____ Data shown

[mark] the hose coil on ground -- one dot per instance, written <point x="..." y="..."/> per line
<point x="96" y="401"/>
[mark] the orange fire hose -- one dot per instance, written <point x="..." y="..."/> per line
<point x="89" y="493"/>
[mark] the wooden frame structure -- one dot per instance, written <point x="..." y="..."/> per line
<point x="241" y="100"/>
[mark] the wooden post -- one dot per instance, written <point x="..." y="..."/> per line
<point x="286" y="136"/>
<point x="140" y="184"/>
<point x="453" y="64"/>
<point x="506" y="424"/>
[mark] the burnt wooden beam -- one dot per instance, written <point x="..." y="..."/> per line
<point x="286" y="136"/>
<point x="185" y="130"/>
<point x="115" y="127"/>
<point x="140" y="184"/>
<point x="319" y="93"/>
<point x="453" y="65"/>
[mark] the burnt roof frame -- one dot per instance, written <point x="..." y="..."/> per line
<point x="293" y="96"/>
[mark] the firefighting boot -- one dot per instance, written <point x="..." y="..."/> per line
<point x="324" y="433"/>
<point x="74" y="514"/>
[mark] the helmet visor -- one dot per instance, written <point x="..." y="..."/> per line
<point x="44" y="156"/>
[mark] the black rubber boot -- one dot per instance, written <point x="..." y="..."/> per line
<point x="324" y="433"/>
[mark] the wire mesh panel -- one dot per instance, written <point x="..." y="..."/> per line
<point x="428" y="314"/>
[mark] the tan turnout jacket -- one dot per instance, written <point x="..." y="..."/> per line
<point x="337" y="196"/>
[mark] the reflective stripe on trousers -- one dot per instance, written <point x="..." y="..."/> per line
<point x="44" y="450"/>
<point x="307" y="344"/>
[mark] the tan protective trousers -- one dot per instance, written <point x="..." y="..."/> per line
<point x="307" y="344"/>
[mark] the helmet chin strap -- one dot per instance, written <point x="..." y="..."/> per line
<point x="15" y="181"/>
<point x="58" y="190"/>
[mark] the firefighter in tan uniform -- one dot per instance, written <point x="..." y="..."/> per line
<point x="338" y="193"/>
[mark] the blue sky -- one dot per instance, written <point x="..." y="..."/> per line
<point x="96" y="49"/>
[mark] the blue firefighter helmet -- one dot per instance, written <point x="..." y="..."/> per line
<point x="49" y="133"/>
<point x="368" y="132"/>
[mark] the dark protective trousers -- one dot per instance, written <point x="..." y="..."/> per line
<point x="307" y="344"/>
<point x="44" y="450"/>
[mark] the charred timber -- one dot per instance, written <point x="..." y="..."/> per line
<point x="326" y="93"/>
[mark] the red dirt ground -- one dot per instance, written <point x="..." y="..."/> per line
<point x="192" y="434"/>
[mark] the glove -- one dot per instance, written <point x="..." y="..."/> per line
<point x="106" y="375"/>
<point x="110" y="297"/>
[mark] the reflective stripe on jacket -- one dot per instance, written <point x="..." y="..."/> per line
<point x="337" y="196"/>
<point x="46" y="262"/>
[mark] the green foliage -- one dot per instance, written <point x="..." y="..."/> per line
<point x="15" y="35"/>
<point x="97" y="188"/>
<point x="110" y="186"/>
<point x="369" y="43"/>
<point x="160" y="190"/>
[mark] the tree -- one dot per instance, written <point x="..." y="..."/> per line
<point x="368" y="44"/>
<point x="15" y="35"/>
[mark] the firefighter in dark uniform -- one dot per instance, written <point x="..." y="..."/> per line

________

● Given exercise
Repeat every one of the lines above word for word, changing nothing.

● Complete output
[mark] the hose coil on ground -- one dot per instance, written <point x="..." y="..."/> per line
<point x="96" y="401"/>
[mark] the orange fire hose -- one dot per instance, written <point x="..." y="..."/> per line
<point x="89" y="493"/>
[mark] the wooden frame structure -- one dot per instance, written <point x="..." y="..."/> per line
<point x="241" y="100"/>
[mark] the wooden post -- one dot per instance, written <point x="..." y="..."/> per line
<point x="286" y="136"/>
<point x="140" y="184"/>
<point x="453" y="64"/>
<point x="506" y="424"/>
[mark] the burnt wooden beam -- one dot per instance, written <point x="..." y="..."/> per line
<point x="286" y="136"/>
<point x="185" y="130"/>
<point x="115" y="127"/>
<point x="140" y="184"/>
<point x="319" y="93"/>
<point x="453" y="65"/>
[mark] the burnt roof frame -- one dot per instance, written <point x="..." y="..."/> per line
<point x="293" y="96"/>
[mark] the firefighting boot -- one dot per instance, written <point x="..." y="..."/> per line
<point x="324" y="433"/>
<point x="74" y="514"/>
[mark] the helmet visor -- one dot per instance, written <point x="..." y="..."/> per line
<point x="44" y="156"/>
[mark] the black rubber boot -- one dot per instance, written <point x="..." y="..."/> per line
<point x="324" y="433"/>
[mark] the wire mesh panel -- one dot per instance, written <point x="..." y="..."/> per line
<point x="428" y="314"/>
[mark] the tan turnout jacket -- one dot per instance, written <point x="..." y="..."/> per line
<point x="337" y="196"/>
[mark] the reflective stripe on trousers -- one dot per instance, written <point x="..." y="..."/> per line
<point x="44" y="450"/>
<point x="307" y="344"/>
[mark] the tan protective trousers -- one dot per instance, written <point x="..." y="..."/> per line
<point x="307" y="344"/>
[mark] the helmet chin strap -- one dot per instance, written <point x="..." y="..."/> per line
<point x="15" y="181"/>
<point x="58" y="190"/>
[mark] the firefighter in tan uniform -- one dot per instance, written <point x="..." y="..."/> per line
<point x="338" y="193"/>
[mark] the blue sky -- one dot per instance, written <point x="..." y="..."/> per line
<point x="96" y="49"/>
[mark] the blue firefighter helmet -- one dot per instance, written <point x="..." y="..."/> per line
<point x="49" y="133"/>
<point x="368" y="132"/>
[mark] the dark protective trousers -- one dot per instance, written <point x="..." y="..."/> per line
<point x="307" y="344"/>
<point x="44" y="450"/>
[mark] the charred timber -- one dot per instance, written <point x="..." y="..."/> per line
<point x="326" y="93"/>
[mark] the red dirt ground -- one dot per instance, written <point x="..." y="..."/> per line
<point x="192" y="434"/>
[mark] the glove -- one dot per instance, written <point x="..." y="..."/> per line
<point x="106" y="375"/>
<point x="110" y="297"/>
[mark] the reflective stripe on jacket -- one dot per instance, written <point x="..." y="..."/> per line
<point x="337" y="196"/>
<point x="46" y="262"/>
[mark] the green foliage -- one dot per instance, written <point x="..." y="..."/> per line
<point x="15" y="35"/>
<point x="97" y="188"/>
<point x="110" y="186"/>
<point x="369" y="43"/>
<point x="160" y="190"/>
[mark] the tree -- one dot per instance, written <point x="..." y="..."/> per line
<point x="368" y="44"/>
<point x="15" y="35"/>
[mark] the firefighter in dark uniform -- one dot per instance, written <point x="..." y="..."/> per line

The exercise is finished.